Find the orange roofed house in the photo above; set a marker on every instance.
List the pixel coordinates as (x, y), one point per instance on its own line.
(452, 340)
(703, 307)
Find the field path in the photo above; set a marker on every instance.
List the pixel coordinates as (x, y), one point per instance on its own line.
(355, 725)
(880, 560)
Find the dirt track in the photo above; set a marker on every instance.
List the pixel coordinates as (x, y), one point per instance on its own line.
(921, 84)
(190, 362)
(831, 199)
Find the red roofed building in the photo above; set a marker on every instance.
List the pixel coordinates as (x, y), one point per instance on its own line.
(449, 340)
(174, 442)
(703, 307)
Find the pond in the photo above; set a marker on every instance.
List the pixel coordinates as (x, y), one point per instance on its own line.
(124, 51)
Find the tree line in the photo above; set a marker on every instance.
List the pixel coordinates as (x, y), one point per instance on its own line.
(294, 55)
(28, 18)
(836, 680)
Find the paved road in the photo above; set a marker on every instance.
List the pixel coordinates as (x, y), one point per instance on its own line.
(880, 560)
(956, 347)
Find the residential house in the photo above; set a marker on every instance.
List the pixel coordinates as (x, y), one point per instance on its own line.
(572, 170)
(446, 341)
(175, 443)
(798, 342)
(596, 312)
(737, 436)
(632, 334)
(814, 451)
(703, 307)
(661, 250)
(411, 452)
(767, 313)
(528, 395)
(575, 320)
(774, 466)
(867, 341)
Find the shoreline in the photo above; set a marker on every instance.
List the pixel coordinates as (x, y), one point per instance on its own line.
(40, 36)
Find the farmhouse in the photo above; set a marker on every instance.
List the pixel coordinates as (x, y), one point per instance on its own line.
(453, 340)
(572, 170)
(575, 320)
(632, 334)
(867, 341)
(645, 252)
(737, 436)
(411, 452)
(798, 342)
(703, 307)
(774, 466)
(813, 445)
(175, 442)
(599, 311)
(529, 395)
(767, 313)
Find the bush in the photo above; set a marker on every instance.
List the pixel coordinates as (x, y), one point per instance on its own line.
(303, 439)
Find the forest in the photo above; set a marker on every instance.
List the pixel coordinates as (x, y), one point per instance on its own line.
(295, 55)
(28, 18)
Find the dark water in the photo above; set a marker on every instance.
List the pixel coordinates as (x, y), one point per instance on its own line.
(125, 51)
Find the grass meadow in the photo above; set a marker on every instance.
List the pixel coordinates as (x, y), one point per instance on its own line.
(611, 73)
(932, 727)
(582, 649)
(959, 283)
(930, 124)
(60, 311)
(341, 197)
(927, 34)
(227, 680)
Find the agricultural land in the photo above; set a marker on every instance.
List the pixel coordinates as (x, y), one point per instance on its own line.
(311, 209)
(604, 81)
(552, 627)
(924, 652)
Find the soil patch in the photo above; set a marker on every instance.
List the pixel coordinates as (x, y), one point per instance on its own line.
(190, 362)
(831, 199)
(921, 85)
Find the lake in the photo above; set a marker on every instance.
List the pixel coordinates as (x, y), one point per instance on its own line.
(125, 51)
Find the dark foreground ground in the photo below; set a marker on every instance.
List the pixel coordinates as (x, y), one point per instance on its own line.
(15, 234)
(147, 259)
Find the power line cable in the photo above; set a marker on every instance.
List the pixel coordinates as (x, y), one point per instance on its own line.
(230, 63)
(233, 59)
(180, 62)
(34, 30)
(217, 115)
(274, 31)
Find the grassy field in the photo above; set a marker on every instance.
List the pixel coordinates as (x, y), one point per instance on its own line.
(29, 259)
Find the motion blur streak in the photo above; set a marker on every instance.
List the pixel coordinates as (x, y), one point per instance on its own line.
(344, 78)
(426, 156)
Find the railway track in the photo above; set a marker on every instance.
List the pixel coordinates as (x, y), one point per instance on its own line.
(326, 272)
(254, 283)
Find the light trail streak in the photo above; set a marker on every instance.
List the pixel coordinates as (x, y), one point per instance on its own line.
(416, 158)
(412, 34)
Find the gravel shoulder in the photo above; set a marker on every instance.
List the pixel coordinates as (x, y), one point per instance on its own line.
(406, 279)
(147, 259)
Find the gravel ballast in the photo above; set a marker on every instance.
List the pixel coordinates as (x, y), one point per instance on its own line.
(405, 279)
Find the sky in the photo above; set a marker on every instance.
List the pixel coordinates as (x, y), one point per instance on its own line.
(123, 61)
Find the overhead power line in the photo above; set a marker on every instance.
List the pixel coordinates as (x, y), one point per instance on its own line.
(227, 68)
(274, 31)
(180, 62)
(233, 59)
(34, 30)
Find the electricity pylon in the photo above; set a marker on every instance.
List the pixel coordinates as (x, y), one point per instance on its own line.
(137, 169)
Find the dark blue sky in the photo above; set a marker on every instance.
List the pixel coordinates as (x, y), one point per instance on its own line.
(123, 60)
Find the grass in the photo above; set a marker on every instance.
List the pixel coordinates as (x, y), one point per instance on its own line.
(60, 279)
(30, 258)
____
§ **What you are asked to do**
Print all of the records above again, line for line and word for word, without changing anything.

§ **Result of this task**
Find the orange roofed house in the photo above; set a marker on every instance.
List the pixel coordinates as (x, y), one point per instance on its own line.
(452, 340)
(703, 307)
Find the field path in the photo above; set a marker on every instance.
List the pixel coordinates as (x, y), one point per instance on its own line.
(355, 725)
(880, 560)
Find the dirt track in the photo above; set a marker on every instance.
List the pixel coordinates as (x, y), one point per instance on its own line.
(921, 84)
(190, 362)
(831, 199)
Find the red roofed building in the photo above; set a marker on every instance.
List the pixel coordinates as (x, y), one point per instance on its own line.
(449, 340)
(174, 442)
(703, 307)
Find the pond in the photo above; set a marker on every instance.
List the pixel coordinates as (x, y), one point per instance on its own line.
(124, 51)
Find the tree line in the photo above; set a marker on every instance.
List the pixel coordinates as (x, y), one point per instance on its own line.
(294, 55)
(28, 18)
(836, 680)
Find the paved road in the photo above; set a marker on every instance.
List the pixel coordinates as (x, y), one point per instance on its own line.
(880, 560)
(956, 347)
Find the residential house in the photo above; set a marker on every instance.
List the pixel coordinates as (x, y), one point per instance on its own line.
(572, 170)
(446, 341)
(175, 443)
(798, 342)
(596, 312)
(737, 436)
(632, 334)
(814, 451)
(703, 307)
(661, 250)
(411, 452)
(767, 313)
(528, 395)
(575, 320)
(774, 466)
(867, 341)
Find the shoreline in the photo above; set a marker on every instance.
List the pixel coordinates as (x, y), one point per instance on its own line.
(40, 36)
Find the farmhouse in the photo above; set a marker on every instance.
List the pixel coordinates as (x, y), one point per instance on its own line.
(453, 340)
(572, 170)
(575, 320)
(632, 334)
(867, 341)
(645, 252)
(737, 436)
(411, 452)
(798, 342)
(703, 307)
(774, 466)
(813, 445)
(175, 442)
(599, 311)
(529, 395)
(767, 313)
Find the bush in the photo above; set a marker on every instance.
List the pixel coordinates as (x, y), one point per instance on its own line.
(303, 439)
Find the forest in the photo above; set a marker on every instance.
List the pixel coordinates as (x, y), one point per instance on its own line.
(295, 55)
(28, 18)
Find the dark water in the photo above; set a marker on every instance.
List the pixel coordinates as (x, y), one point per instance on its own line.
(125, 51)
Find the grass meadow in the photo above; set a marker on every instance.
List the pixel coordinates as (x, y), one point per instance on its own line.
(611, 73)
(932, 727)
(582, 649)
(959, 283)
(930, 124)
(60, 311)
(341, 197)
(927, 34)
(227, 680)
Find the agricultural land in the photo above; set a marker on every instance.
List the pixel coordinates as (x, y), one point per instance on its own line.
(311, 209)
(604, 81)
(552, 627)
(924, 652)
Find the soil patch in the photo above; set a marker on every instance.
List the pixel coordinates as (x, y), one point per instance on its own line.
(190, 362)
(831, 199)
(921, 85)
Find the lake in the photo above; set a marker on every instance.
List the pixel coordinates as (x, y), one point per instance on its own line.
(125, 51)
Find the dark foreground ground in the photo below; set a marker on every instance.
List the pixel coordinates as (x, y), one point per instance on its own line.
(15, 234)
(147, 259)
Find the power line cable in the photo above; set a marker on every instance.
List the pixel coordinates as (x, y), one point per instance on its own line.
(230, 63)
(233, 59)
(180, 62)
(34, 30)
(217, 115)
(274, 31)
Find the grassy field in the photo above; set a marker on every instance.
List the pixel coordinates as (x, y), one point per instance on its own line.
(29, 259)
Find the motion blur streak in the photo above; set a marker on every instance.
List the pixel coordinates as (x, y), one point per instance on its own line.
(344, 78)
(426, 156)
Find the railway track in the photo above; set a marker on every instance.
List the pixel coordinates as (x, y), one point per instance on its own line.
(326, 272)
(254, 283)
Find the light trail streak in the photo above; set a marker on every instance.
List the pixel coordinates as (x, y), one point per instance on its own line.
(416, 158)
(412, 34)
Find the gravel shoulder in the photo above; set a marker on every instance.
List the pixel coordinates as (x, y), one point per instance on its own line.
(406, 279)
(147, 259)
Find the gravel ballast in the photo above; set a marker on every instance.
List the pixel coordinates as (x, y), one point per instance on its own line.
(405, 279)
Find the sky in the photo above; set a marker on every instance.
List the pixel coordinates as (x, y), one point per instance on its own line.
(123, 61)
Find the overhead power line in the photo above; set a marker on every instance.
List the pixel coordinates as (x, y), one point per instance on its own line.
(227, 68)
(274, 31)
(180, 62)
(233, 59)
(34, 30)
Find the electricity pylon in the photo above; set a marker on every instance.
List the pixel coordinates as (x, y), one point per instance on its own line.
(137, 169)
Find the dark blue sky in the photo above; set a marker on every instance.
List the pixel coordinates as (x, y), one point per instance on its own line.
(123, 60)
Find the grass in the photo above; set a marker on every instance.
List the pixel coordinates as (x, y), one point per instance on its own line.
(60, 279)
(30, 258)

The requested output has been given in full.